> **WHAT THIS TASK INVOLVES**
Rewrite the part of the listing below that opens with the line containing "Find the mouth; set one dot on each instance." and runs through the end of the listing, keeping every line, requests included. Shift each x and y coordinate in the answers up by 55.
++++ STORED RECORDS ++++
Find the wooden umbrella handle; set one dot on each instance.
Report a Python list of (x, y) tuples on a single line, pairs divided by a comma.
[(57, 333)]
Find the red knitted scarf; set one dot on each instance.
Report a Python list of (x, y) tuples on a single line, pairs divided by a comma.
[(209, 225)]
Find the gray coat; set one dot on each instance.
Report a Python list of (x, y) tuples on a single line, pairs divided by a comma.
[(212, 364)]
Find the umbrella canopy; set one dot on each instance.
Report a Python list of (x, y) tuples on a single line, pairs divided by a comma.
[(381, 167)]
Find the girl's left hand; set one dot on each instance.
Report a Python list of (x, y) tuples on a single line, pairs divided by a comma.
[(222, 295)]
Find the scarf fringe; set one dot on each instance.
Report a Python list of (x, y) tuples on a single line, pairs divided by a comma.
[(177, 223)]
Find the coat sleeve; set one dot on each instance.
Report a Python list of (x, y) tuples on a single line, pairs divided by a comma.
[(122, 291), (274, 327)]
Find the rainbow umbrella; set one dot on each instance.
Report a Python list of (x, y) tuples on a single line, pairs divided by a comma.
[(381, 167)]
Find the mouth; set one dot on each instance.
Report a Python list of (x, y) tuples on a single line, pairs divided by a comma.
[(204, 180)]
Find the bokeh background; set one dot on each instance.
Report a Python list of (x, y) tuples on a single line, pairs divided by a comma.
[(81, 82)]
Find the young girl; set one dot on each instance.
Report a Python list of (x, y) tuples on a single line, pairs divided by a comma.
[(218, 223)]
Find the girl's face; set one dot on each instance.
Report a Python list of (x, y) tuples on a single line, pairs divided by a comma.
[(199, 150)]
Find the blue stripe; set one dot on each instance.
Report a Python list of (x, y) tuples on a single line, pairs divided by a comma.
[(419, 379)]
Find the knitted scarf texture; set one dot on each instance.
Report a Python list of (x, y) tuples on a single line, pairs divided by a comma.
++++
> **RIGHT ANSWER**
Find the mouth; set one dot on each instance.
Report a Python list of (x, y) tuples on a single line, pairs divided by a comma.
[(259, 235)]
Find the bokeh background; set one dot on each instance.
Report a Python list of (x, y) tuples on a single line, pairs divided by a comma.
[(136, 137)]
Find the young girl; set one dot on each instance.
Report a Python list of (x, y) tuples on a single line, pairs divided by a comma.
[(273, 278)]
Find the girl's face; set one dot on each instance.
Report a Python list of (x, y) tuples on a single line, pairs divided by a comma.
[(254, 205)]
Find the blue stripe; set one dot on each instance.
Report a Python list of (x, y) tuples on a single line, pairs divided by a comma.
[(474, 434)]
Find the knitted scarf texture; set one dot on each instance.
Report a Python list of (x, y) tuples on a single line, pairs divided by a comma.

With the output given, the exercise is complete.